* [TASK DETAILS]:
Render every line of the entries below as a JSON list of strings, one string per line, with blank lines omitted. Leave the pictures out.

* [PROVIDED MATERIAL]:
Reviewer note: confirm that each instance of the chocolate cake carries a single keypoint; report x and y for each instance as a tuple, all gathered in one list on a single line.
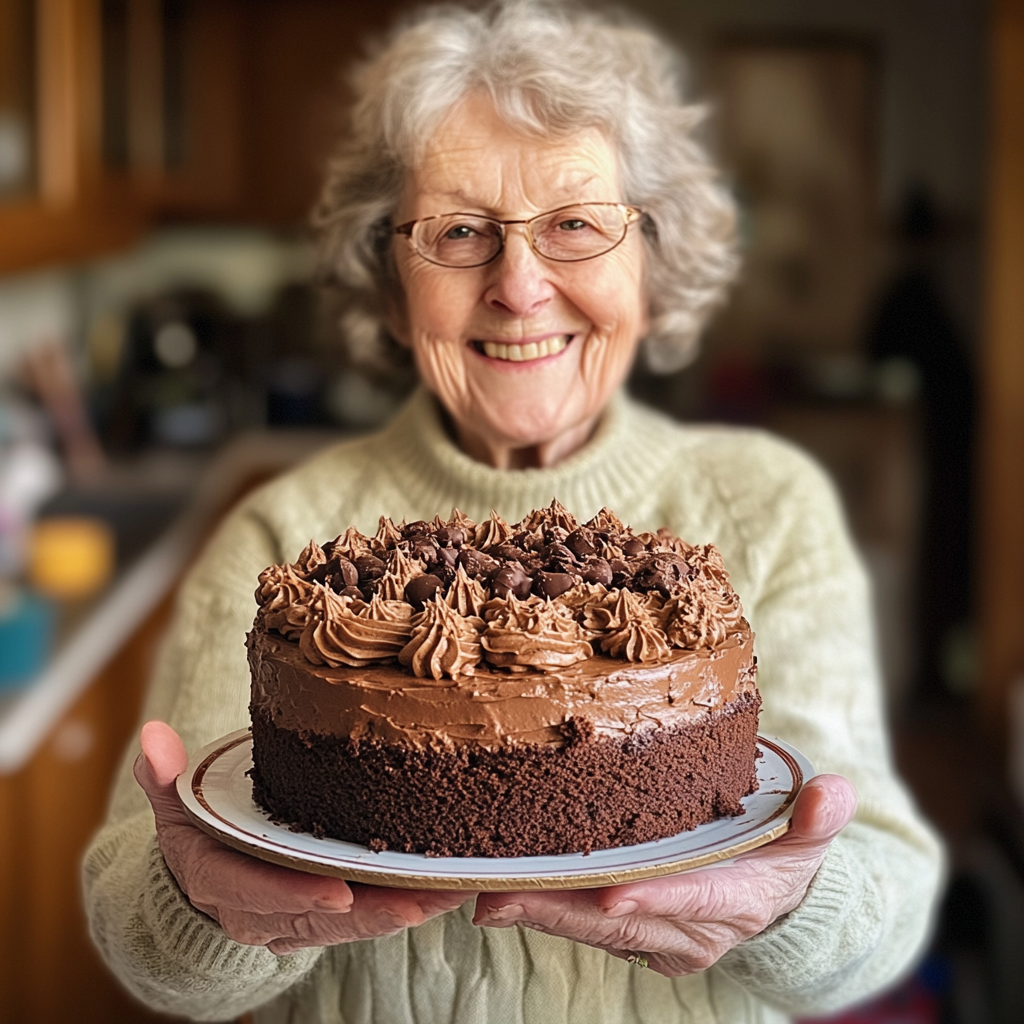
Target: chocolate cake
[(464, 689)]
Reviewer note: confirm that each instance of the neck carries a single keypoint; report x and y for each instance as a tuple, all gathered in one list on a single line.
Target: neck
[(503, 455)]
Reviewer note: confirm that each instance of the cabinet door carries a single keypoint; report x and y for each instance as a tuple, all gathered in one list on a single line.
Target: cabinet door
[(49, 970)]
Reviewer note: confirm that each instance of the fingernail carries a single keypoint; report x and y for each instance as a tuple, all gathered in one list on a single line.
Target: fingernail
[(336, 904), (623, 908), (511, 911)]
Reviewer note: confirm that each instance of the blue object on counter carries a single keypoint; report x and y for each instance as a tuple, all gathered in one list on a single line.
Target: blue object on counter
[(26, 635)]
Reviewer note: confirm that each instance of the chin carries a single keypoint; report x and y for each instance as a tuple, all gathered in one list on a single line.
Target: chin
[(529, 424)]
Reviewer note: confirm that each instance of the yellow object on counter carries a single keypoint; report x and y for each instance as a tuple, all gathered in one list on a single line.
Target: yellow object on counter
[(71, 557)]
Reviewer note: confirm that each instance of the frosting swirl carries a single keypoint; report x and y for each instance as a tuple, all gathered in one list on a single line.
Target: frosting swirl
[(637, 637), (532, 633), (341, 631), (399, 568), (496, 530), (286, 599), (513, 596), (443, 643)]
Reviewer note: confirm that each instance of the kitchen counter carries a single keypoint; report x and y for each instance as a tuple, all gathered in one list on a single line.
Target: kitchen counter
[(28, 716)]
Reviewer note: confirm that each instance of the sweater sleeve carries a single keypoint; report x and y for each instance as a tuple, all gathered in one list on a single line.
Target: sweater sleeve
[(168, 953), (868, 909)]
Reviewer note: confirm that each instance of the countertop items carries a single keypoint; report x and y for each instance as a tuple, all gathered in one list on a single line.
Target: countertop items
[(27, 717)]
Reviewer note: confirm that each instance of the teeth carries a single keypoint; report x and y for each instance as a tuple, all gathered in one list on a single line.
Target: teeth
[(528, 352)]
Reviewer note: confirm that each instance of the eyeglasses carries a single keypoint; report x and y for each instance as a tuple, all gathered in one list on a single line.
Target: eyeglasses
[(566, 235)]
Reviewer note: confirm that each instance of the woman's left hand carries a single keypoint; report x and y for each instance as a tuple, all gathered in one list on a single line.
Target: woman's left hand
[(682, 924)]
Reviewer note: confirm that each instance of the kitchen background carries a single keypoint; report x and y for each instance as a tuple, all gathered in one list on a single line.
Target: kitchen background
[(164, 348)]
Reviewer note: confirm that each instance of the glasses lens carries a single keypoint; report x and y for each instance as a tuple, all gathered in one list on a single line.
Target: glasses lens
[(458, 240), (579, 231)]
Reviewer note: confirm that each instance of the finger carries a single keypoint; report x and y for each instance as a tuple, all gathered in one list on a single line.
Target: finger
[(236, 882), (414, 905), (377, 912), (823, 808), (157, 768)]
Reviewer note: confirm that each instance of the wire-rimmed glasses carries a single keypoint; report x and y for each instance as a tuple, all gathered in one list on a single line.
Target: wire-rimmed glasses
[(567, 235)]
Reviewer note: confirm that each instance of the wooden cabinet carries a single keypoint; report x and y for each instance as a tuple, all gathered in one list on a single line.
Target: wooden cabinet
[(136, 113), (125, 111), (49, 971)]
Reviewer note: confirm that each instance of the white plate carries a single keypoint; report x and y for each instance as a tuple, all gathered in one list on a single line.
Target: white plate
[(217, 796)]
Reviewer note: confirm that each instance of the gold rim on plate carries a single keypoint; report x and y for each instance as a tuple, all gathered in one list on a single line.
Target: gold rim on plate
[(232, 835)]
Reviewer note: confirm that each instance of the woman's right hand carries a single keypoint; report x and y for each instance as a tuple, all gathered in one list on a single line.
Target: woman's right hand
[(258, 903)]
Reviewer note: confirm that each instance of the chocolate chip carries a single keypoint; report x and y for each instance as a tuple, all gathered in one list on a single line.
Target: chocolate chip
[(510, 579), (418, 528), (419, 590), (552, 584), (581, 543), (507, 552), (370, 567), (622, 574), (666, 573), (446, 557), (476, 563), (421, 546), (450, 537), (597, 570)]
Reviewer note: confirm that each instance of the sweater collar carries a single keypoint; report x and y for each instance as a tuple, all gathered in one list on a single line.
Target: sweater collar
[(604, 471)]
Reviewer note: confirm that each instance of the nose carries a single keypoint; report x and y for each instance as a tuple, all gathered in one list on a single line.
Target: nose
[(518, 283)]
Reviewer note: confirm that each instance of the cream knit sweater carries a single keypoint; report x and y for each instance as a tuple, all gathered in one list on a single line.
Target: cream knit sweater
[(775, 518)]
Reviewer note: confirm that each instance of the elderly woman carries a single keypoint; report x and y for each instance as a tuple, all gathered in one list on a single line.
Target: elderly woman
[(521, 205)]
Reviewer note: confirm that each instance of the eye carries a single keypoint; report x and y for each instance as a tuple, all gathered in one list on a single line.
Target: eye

* [IN RESPONSE]:
[
  "Reviewer note: confirm that each instance of the chocolate cake carries a single keypoint; report x and y for each instance as a tuple, all gathered in one list on a single line.",
  "Target: chocolate cake",
  "[(464, 689)]",
  "Reviewer note: confirm that each instance of the neck carries a single keypoint; report x and y for each instance as a tuple, all gathered in one list on a single line.",
  "Target: neck",
  "[(503, 455)]",
  "Reviewer note: confirm that each instance of the cabinet door carries a single keypoint; report x and y for each instance as a tuple, all gathered in one list on a single line.",
  "Target: cabinet door",
  "[(49, 970)]",
  "Reviewer note: confirm that each instance of the fingernail carries a single keypoint; report x and y for each instance as a tuple, all gathered in one list on a single line.",
  "Target: fingernail",
  "[(336, 904), (623, 908), (511, 911)]",
  "Reviewer note: confirm that each instance of the blue object on counter carries a single keypoint; report x and y for each instance as a tuple, all gathered in one list on a single line.",
  "Target: blue object on counter",
  "[(26, 635)]",
  "Reviewer note: confirm that each instance of the chin carries a single keypoint; report x and y for each instance as a tuple, all gathered in one list on a single line.",
  "Target: chin",
  "[(529, 424)]",
  "Reviewer note: confirm that each instance of the yellow object on counter carries a single keypoint; report x and y for each instance as a tuple, all gathered in one list on a single line.",
  "Target: yellow object on counter",
  "[(71, 557)]",
  "Reviewer note: confirm that each instance of the frosting swirl carries a single keypoint; report x and y for each instance as a tuple, all gathered in one list on a single line.",
  "Target: frosting swirl",
  "[(637, 637), (532, 633), (341, 631), (399, 568), (496, 530), (286, 599), (513, 596), (443, 643)]",
  "Reviewer note: confirm that each instance of the kitchen counter carries a single keypoint; report x and y for each instance as a tuple, all gathered in one list on a single line.",
  "Target: kitchen counter",
  "[(28, 716)]",
  "Reviewer note: confirm that each instance of the sweater sleeve carries a single keypoint; report x and y for each instance as a tuple, all gathered in one list on a single line.",
  "Target: sweater sleeve",
  "[(168, 953), (868, 909)]",
  "Reviewer note: confirm that each instance of the countertop items carries a single keypoint; report x and y for each instance as a tuple, all gathered in one list on a single line.",
  "Target: countertop items",
  "[(27, 717)]",
  "Reviewer note: confirm that each instance of the teeth carries a single keypoint; report x and y for each instance as a tuple, all gathered in one list on a single line.",
  "Target: teeth",
  "[(528, 352)]",
  "Reviewer note: confirm that each instance of the eyeglasses carries a single keypoint; report x and y for each instance as a tuple, all gathered in one list on a single line.",
  "Target: eyeglasses",
  "[(566, 235)]",
  "Reviewer note: confirm that each instance of the woman's left hand carries a single keypoint; report x and y for each instance as a tuple, all gathered in one list on a single line.",
  "Target: woman's left hand",
  "[(682, 924)]",
  "Reviewer note: confirm that each instance of the kitchen background carries a single keypoint; report x and y for each instance as a tuple, all gathered in one list on a single line.",
  "Target: kitchen background",
  "[(164, 348)]",
  "Reviewer note: confirm that each instance of the glasses lens carries a single keypoint; report x and y for each instance as a tuple, all gathered in one list on a single line.",
  "Target: glasses lens",
  "[(458, 240), (579, 231)]",
  "Reviewer note: confirm that each instance of the finger carries a single keypoint; report x and y for each instance as a tuple, all gathered in one list on a single line.",
  "Target: finger",
  "[(236, 882), (414, 905), (377, 912), (823, 808), (157, 768)]",
  "Reviewer note: confirm that each instance of the wire-rimmed glasses carries a single keypoint; report x and y for each instance as a tuple, all gathered in one list on a single line.",
  "Target: wire-rimmed glasses",
  "[(567, 235)]",
  "Reviewer note: confirm that each instance of the wooden cabinet carries a single keypoint; report x and y for each instance as a tuple, all gathered in one list on a single line.",
  "Target: wooden cabinet",
  "[(136, 113), (125, 111), (49, 971)]",
  "Reviewer note: confirm that each instance of the white plate carries a single keypoint; report x and y for each instance as a tuple, all gathered in one list on a single line.",
  "Target: white plate",
  "[(217, 796)]",
  "Reviewer note: confirm that each instance of the gold rim on plate carries a single keypoint; report x and y for each instance as a tuple, all gathered in one list on a single line.",
  "Target: gold rim on plate",
  "[(232, 835)]",
  "Reviewer note: confirm that each instance of the woman's right hand carries a single keypoint; report x and y for each instance as a tuple, all gathered in one list on a single line.",
  "Target: woman's right hand",
  "[(258, 903)]",
  "Reviewer note: confirm that each instance of the chocolate chip carries a single keypoint; report x and y for each instance as a tuple, all gathered in one list on a single line.",
  "Target: chocolate chip",
  "[(510, 579), (418, 528), (419, 590), (552, 584), (581, 543), (507, 552), (370, 567), (622, 574), (666, 573), (446, 557), (476, 563), (421, 546), (450, 537), (597, 570)]",
  "Reviewer note: confirm that each instance of the sweater collar carries a single keypoint; report x and y for each instance as a tuple, all gathered in one list on a single line.",
  "Target: sweater collar",
  "[(604, 471)]",
  "Reviewer note: confirm that each instance of the nose carries a single keypoint; report x and y for each instance as a tuple, all gathered in one list on a single line.",
  "Target: nose",
  "[(518, 283)]",
  "Reviewer note: confirm that each instance of the cream knit sweater carries a single keypoint; report x and y for each instance as a tuple, all gathered in one list on a single line.",
  "Target: cream knit sweater",
  "[(775, 518)]",
  "Reviewer note: confirm that each instance of the elderly woman carries a single keypoint; report x and y for each instance as a tuple, all gathered in one list on a single line.",
  "Target: elderly woman",
  "[(521, 205)]",
  "Reviewer note: confirm that each instance of the eye carries a single keypoint; report x and y for each instance as a tuple, all gathered in one list on a single line.",
  "Target: eye"
]